* **REQUIRED WORK**
Repeat everything in the material exactly.

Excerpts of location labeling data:
▬▬▬▬▬▬

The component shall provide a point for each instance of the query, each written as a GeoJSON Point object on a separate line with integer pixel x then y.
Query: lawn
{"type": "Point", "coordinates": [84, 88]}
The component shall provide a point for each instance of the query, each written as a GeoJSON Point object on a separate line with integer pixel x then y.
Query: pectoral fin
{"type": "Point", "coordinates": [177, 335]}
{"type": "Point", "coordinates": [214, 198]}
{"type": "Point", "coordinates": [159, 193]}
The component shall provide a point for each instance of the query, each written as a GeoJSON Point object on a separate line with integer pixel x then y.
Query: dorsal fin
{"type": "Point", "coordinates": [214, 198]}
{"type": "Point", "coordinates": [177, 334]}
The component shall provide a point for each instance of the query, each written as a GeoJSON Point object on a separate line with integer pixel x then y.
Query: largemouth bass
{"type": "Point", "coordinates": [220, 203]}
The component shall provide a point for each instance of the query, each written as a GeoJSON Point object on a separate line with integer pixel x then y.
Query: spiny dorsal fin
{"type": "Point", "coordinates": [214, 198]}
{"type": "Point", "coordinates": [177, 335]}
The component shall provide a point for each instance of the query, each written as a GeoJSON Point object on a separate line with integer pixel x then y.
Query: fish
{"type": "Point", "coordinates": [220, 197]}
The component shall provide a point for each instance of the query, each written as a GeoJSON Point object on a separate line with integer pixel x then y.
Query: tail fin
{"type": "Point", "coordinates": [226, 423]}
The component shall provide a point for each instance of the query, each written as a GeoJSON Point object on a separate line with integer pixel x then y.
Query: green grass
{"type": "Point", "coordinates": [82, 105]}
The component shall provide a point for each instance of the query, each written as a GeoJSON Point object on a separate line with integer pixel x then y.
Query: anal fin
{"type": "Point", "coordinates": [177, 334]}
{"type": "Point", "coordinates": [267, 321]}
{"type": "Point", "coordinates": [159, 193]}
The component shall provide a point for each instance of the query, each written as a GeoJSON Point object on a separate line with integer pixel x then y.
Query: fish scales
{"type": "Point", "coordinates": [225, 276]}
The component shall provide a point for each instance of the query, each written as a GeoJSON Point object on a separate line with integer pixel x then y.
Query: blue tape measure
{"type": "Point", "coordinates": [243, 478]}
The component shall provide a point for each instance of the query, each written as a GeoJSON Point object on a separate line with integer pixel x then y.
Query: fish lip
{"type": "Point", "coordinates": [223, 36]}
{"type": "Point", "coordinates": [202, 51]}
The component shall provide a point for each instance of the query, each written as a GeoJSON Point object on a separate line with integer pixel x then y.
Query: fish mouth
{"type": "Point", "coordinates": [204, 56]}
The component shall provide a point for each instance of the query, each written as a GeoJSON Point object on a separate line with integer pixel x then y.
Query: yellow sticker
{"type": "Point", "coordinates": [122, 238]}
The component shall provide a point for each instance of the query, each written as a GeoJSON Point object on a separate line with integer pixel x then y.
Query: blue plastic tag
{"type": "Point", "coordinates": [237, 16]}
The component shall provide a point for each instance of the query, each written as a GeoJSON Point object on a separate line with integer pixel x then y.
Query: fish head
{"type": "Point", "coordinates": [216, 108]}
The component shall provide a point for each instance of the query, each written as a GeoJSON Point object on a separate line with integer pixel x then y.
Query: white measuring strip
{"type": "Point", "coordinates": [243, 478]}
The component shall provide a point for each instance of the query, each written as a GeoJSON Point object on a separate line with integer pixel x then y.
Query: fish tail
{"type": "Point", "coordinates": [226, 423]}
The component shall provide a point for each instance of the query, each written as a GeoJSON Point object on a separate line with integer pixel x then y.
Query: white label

▬▬▬▬▬▬

* **RESPONSE**
The component shall provide a point for each instance of the query, each written as a GeoJSON Point object on a separate line with integer pixel x then y.
Query: lawn
{"type": "Point", "coordinates": [84, 88]}
The component shall provide a point for each instance of the query, each written as a GeoJSON Point object on a separate line with integer pixel x then y.
Query: pectoral fin
{"type": "Point", "coordinates": [177, 335]}
{"type": "Point", "coordinates": [214, 198]}
{"type": "Point", "coordinates": [159, 193]}
The component shall provide a point for each instance of the query, each written as a GeoJSON Point object on a separate line with integer pixel x then y.
Query: dorsal fin
{"type": "Point", "coordinates": [214, 198]}
{"type": "Point", "coordinates": [177, 334]}
The component shall provide a point for each instance of the query, each written as a GeoJSON Point object on a separate line with integer pixel x then y.
Query: largemouth bass
{"type": "Point", "coordinates": [220, 203]}
The component shall provide a point for each instance of the query, each written as a GeoJSON Point object on a separate line with integer pixel x then y.
Query: spiny dorsal fin
{"type": "Point", "coordinates": [214, 198]}
{"type": "Point", "coordinates": [177, 335]}
The component shall provide a point for each instance of the query, each written as a GeoJSON Point object on a separate line with integer pixel x then y.
Query: fish
{"type": "Point", "coordinates": [220, 197]}
The component shall provide a point for each instance of the query, each written as a GeoJSON Point object on a separate line with integer pixel x then y.
Query: tail fin
{"type": "Point", "coordinates": [226, 423]}
The component shall provide a point for each instance of the query, each written as a GeoJSON Point object on a separate line with integer pixel x then y.
Query: green grass
{"type": "Point", "coordinates": [82, 105]}
The component shall provide a point for each instance of the query, each written as a GeoJSON Point object on a separate line with integer pixel x then y.
Query: anal fin
{"type": "Point", "coordinates": [177, 334]}
{"type": "Point", "coordinates": [267, 321]}
{"type": "Point", "coordinates": [159, 193]}
The component shall provide a point for each instance of the query, each written as a GeoJSON Point object on a separate line with integer pixel x then y.
Query: fish scales
{"type": "Point", "coordinates": [225, 276]}
The component shall provide a point for each instance of the query, each written as a GeoJSON Point object on a separate line with integer pixel x then y.
Query: blue tape measure
{"type": "Point", "coordinates": [243, 478]}
The component shall provide a point for each instance of the query, each written as a GeoJSON Point object on a separate line with integer pixel x then y.
Query: fish lip
{"type": "Point", "coordinates": [223, 36]}
{"type": "Point", "coordinates": [202, 51]}
The component shall provide a point for each instance of the query, each written as a GeoJSON Point object on a separate line with integer pixel x then y.
Query: fish mouth
{"type": "Point", "coordinates": [204, 56]}
The component shall provide a point for each instance of the query, each written as a GeoJSON Point object on a separate line with integer pixel x then y.
Query: yellow sticker
{"type": "Point", "coordinates": [122, 238]}
The component shall provide a point for each instance of the query, each written as a GeoJSON Point object on a separate line with integer pixel x then y.
Query: blue plastic tag
{"type": "Point", "coordinates": [237, 16]}
The component shall provide a point for each instance of the query, each written as a GeoJSON Point object on a separate line with integer pixel x then y.
Query: fish head
{"type": "Point", "coordinates": [216, 108]}
The component shall provide a point for each instance of the query, each written as a GeoJSON Point object on a separate line with integer pixel x then y.
Query: white measuring strip
{"type": "Point", "coordinates": [243, 478]}
The component shall provide a point for each instance of the query, each written as a GeoJSON Point object on a separate line with integer pixel x then y.
Query: fish tail
{"type": "Point", "coordinates": [226, 423]}
The component shall provide a point for each instance of the query, each written as a GeoJSON Point object on a separate line with integer pixel x then y.
Query: white label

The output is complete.